In addition, the Wireless Broadband Alliance (WBA) has driven essential improvements into Wi-Fi technology, and all challenges that would prevent a smooth integration with the mobile networks, such as security, seamless authentication and technology standardisation, are being solved. Operators are now deploying next generation hotspot technology to enable their end users to access Wi-Fi hotspots seamlessly and replicate the cellular mobile broadband experience in terms of ease of access and security. There is increasing awareness that operators who want to provide a full set of broadband services with a differentiated experience will have to rely on a combination of both licensed and unlicensed spectrum.

Network optimisation essentially means delivering more for less. Therefore proactive, service-driven capacity management coupled with accurate demand management is essential. To do so, operators are more and more relying on value-based management to drive their high Capex investments. Said differently, operators are using complex analysis tools and frameworks to combine insights from geo-marketing, customer value, churn analysis and network technical performance to forecast ROI and profitability on a site by site basis. Based on such analyses outputs, operators can prioritise their investments both in brown fields (sites upgrades) and green fields (sites expansion).

Obviously, there are many paths that an operator can take to achieve optimisation, but one thing is clear — optimisation is essential if an operator is to remain relevant in the constantly-changing telecoms industry.

**Instruction 1**. Condense the paragraph of the passage on mobile operators that begins "Network optimisation essentially means" into a short bulleted list that keeps its main facts.
**Instruction 2**. Extract from the passage on mobile operators the exact span that begins with the words "Obviously, there are" and ends after the words "constantly-changing telecoms industry.".

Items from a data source

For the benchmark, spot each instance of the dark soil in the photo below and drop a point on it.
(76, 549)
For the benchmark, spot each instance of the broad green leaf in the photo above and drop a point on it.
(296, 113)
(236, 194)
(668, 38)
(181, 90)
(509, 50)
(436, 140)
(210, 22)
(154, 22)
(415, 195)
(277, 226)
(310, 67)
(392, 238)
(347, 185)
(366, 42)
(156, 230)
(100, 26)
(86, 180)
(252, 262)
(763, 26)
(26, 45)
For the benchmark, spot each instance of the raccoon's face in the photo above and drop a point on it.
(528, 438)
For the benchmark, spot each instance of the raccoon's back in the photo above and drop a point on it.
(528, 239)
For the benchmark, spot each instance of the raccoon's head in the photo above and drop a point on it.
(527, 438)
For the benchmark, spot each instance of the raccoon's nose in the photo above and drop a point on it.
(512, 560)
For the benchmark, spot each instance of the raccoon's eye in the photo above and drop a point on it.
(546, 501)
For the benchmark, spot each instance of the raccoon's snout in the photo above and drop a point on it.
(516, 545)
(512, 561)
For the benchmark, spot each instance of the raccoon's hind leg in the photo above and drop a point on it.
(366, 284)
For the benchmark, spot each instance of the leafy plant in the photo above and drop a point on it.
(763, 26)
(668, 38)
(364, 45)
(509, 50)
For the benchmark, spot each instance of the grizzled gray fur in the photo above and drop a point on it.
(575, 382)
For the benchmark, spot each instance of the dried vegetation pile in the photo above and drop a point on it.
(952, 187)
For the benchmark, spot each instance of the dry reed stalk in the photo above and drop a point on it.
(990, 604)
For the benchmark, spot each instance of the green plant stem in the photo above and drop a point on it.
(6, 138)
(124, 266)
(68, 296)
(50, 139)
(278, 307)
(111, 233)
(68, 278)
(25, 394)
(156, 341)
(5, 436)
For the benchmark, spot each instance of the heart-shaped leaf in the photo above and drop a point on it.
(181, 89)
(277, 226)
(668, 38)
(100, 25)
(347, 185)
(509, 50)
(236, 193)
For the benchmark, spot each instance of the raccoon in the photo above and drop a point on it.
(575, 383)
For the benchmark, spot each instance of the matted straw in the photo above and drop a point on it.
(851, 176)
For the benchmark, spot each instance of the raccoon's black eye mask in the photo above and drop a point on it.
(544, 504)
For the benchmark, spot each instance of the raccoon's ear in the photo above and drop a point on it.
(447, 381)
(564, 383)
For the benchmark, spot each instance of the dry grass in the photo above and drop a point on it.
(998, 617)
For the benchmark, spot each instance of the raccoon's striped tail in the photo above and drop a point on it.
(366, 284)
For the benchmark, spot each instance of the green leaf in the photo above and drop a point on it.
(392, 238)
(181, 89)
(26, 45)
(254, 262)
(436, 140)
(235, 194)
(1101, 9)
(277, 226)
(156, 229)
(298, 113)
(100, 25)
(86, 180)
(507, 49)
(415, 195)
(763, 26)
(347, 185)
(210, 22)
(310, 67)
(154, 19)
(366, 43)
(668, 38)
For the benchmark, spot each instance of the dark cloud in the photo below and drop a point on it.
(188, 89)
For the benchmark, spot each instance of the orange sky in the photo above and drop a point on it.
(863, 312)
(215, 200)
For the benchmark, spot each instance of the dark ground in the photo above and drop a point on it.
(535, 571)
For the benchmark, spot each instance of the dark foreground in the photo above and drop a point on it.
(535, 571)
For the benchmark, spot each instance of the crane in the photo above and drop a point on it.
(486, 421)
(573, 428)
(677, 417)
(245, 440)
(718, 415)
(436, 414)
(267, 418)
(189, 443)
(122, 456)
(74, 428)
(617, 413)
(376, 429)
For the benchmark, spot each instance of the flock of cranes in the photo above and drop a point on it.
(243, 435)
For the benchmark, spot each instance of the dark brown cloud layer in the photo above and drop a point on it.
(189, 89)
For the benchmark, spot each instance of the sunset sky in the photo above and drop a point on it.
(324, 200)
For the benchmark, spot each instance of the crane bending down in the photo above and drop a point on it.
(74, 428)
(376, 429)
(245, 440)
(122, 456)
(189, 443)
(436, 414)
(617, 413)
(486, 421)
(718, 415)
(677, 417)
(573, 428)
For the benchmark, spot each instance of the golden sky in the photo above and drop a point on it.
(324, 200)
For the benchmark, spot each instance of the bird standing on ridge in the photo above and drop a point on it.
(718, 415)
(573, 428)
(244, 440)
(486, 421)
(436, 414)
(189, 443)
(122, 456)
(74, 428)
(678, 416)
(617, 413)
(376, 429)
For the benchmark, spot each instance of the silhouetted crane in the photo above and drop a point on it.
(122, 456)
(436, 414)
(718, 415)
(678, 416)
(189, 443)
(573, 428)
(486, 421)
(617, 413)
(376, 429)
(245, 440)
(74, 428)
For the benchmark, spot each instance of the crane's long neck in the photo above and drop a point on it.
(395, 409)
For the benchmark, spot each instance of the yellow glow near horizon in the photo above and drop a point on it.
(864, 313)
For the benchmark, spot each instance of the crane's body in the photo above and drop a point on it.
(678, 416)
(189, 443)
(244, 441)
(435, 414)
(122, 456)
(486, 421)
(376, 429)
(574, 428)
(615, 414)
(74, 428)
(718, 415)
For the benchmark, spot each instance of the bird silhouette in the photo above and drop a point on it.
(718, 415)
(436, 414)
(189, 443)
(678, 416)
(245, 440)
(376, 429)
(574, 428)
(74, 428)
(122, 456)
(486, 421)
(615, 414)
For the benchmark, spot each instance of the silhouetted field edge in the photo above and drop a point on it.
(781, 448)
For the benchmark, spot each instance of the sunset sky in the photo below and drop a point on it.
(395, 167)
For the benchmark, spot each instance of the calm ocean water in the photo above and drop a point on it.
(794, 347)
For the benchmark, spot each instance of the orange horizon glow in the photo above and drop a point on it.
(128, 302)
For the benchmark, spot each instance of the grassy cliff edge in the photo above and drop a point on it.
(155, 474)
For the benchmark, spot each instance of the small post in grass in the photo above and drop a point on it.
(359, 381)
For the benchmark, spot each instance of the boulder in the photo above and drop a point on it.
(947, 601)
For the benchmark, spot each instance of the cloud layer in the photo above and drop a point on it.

**Written response 1**.
- Network optimization means delivering more for less, so operators need proactive, service-driven capacity management together with accurate demand management.
- Operators increasingly use value-based management to guide their high Capex investments.
- They combine insights from geo-marketing, customer value, churn analysis and network technical performance, using complex analysis tools and frameworks, to forecast ROI and profitability site by site.
- These results let operators prioritize investments in brown fields (site upgrades) and green fields (site expansion).

**Written response 2**.
Obviously, there are many paths that an operator can take to achieve optimisation, but one thing is clear — optimisation is essential if an operator is to remain relevant in the constantly-changing telecoms industry.